Records to process ::
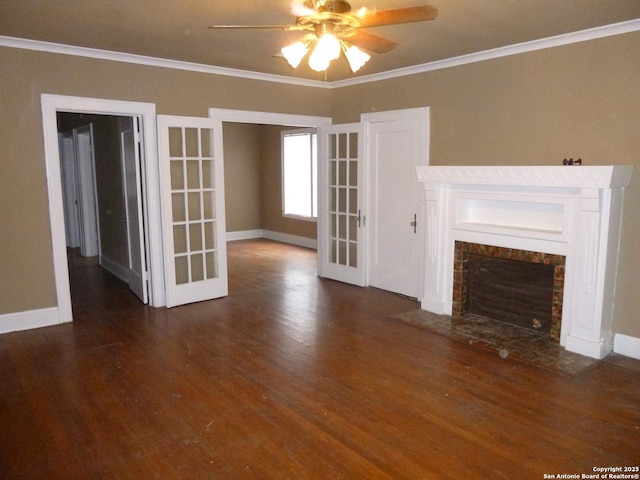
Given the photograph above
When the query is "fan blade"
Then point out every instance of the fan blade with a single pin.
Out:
(370, 42)
(401, 15)
(273, 27)
(302, 8)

What to do :: Could you rewrite the rows above with every "fan blade" changed to "propeller blade", keeping everything else the same and leaving out the pictures?

Solved problem ::
Given the photograph above
When the query is "propeller blade"
Then point out every instance of the propeller blade with a single pin.
Out:
(370, 42)
(401, 15)
(273, 27)
(302, 8)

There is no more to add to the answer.